EXTRACT PROVIDED:
◆ ◆ ◆ ◆ ◆ ◆ ◆

GSoC application review - reimplementing personal metadata importers

Konrad Zemek konrad.zemek at gmail.com
Wed Apr 24 17:46:43 UTC 2013


On 24.04.2013 13:19, Matěj Laitl wrote:
>>> Sounds good, except for the renaming. StatSyncing::ITunesProvider sounds
>>> well for both cases.
>> I actually had a conception to leave importers where they are, or in a
>> directory called simply importers.
> Well, for class names I'd stick to nomenclature of the "parent" framework - we
> loosely name implementations after ABCs, like Collection -> MtpCollection,
> Track -> SqlTrack etc. Notice that the statsyncing framework supports equally
> read-write providers (CollectionProvider) and read-only ones (Last.fm).
>
> For code location I'd stick to src/statsyncing/* and set fire on
> src/databaseimporter - no need to keep historic cruft.

Right. Naming shouldn't be an issue.

>> I removed the mention about renaming because it's too insignificant to
>> even mention there, and especially considering how much explanation is
>> needed for it to make sense.
> Right, take the above comments as my suggestions for actual implementation
> rather than the proposal.

Your suggestions have been immensely helpful. :-) I feel that this 
application is swiftly approaching its final form; apart from possible 
changing "in review" -> "merged" and maybe adding links to some more 
tasks I'll do for Amarok, the only changes left should be cosmetic. That 
said, I wanted to (and did) include two more things. These are not 
implementation specific anymore, but I felt I should submit them here 
for completeness.

First, I added that my application has been discussed over on this 
mailing list. I know that several projects highly favor students that 
have engaged with the community about their project. Second, I mentioned 
that I'm a titled finalist of Polish Olympiad in Informatics. I'm not 
sure how I didn't add that before, but that's the highlight of my career 
so far; it is quite an important contest in Poland.

Please let me know if you feel something is off, and again - many thanks 
for your help!

> Cheers,
> 	Matěj

     Konrad


Name: Konrad Zemek
Email Address: konrad.zemek at gmail.com
Freenode IRC Nick: kzemek
IM Service and Username: Skype, handle: konrad-kun
Location: Kraków, Poland. GMT+2 during the Summer.

Proposal Title:
     Reimplement Amarok 1.4 (FastForward)/iTunes import on top of
     Statistics Synchronization, and new Amarok 2.x and Rhythmbox
     as synchronization targets.

Motivation for Proposal / Goal:
     Currently, Amarok has the ability to import personal track metadata,
     like playcounts, ratings and last played time, from Amarok 1.4 and
     iTunes databases. Although this code still fulfills its purpose,
     the StatSyncing framework has since been added to the codebase and
     serves as a perfect base for a rewrite of importers. Perhaps the
     most significant advantage that would be obtained by implementing
     importers on top of StatSyncing is the ability to resynchronize
     information and to work with collections other than local.

◆ ◆ ◆ ◆ ◆ ◆ ◆

SUPPLIED INFORMATION:
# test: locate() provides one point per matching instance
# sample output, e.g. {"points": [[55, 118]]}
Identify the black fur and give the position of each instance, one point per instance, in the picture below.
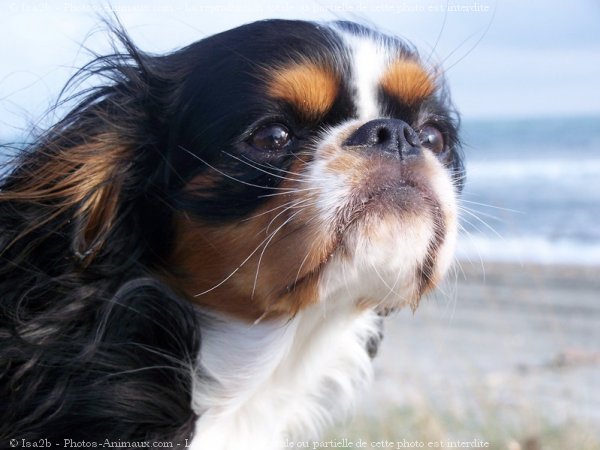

◆ ◆ ◆ ◆ ◆ ◆ ◆

YOUR INSTRUCTIONS: From the GSoC application review, can you quote word for word the stretch from "Konrad Zemek konrad.zemek" through "called simply importers."?

ANSWER BELOW:
Konrad Zemek konrad.zemek at gmail.com
Wed Apr 24 17:46:43 UTC 2013


On 24.04.2013 13:19, Matěj Laitl wrote:
>>> Sounds good, except for the renaming. StatSyncing::ITunesProvider sounds
>>> well for both cases.
>> I actually had a conception to leave importers where they are, or in a
>> directory called simply importers.